(begin)

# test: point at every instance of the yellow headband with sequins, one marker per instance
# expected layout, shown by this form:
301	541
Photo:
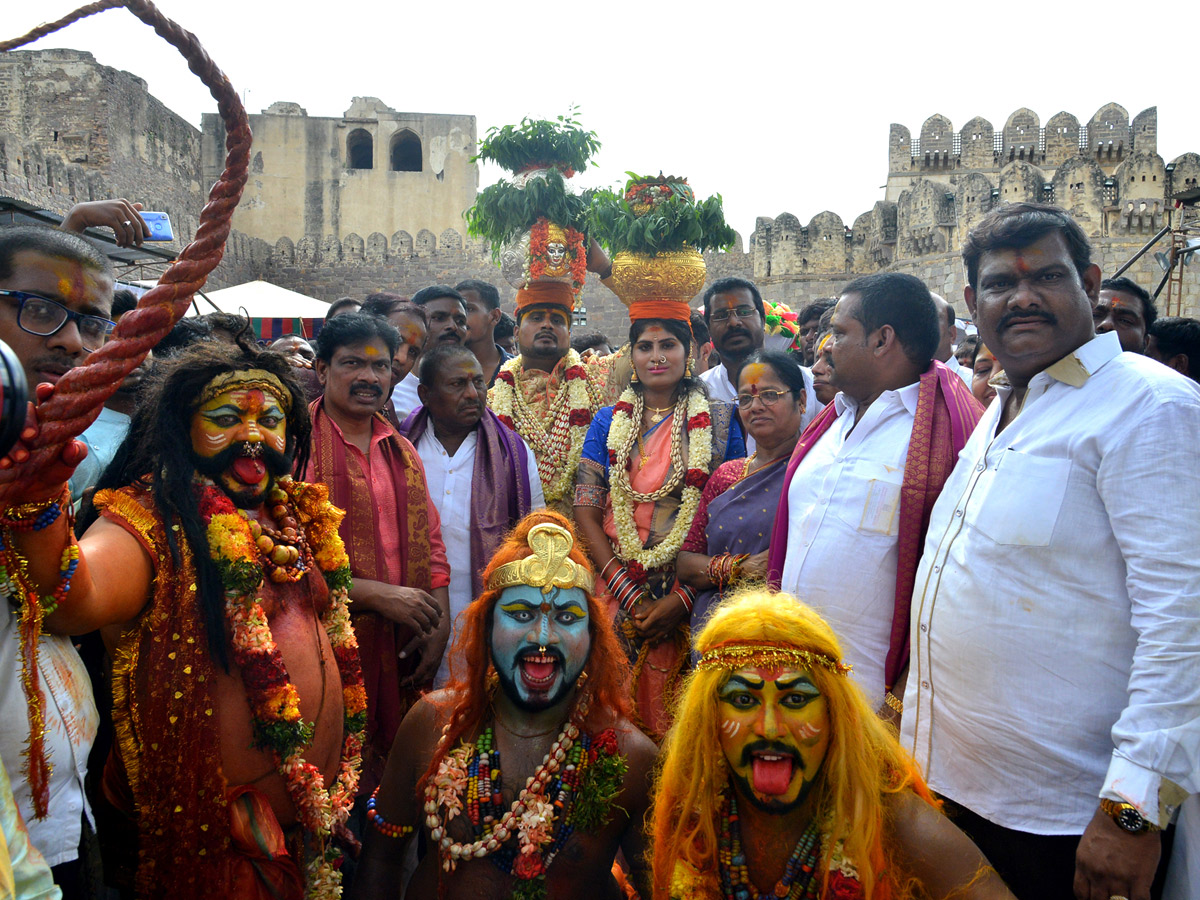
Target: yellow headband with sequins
247	379
550	567
731	655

(end)

* _THE EXERCISE_: Rewrite the data above as a numbered list with one line per entry, skipping any blank lines and leaving the pictures out.

* _TASK SOLUTION_:
1. # test: point at every instance of the yellow headband with sequins, one marker per instance
2. # expected layout, shown by this form:
3. 301	541
4. Photo:
5. Target: yellow headband with sequins
6. 247	379
7. 550	567
8. 731	655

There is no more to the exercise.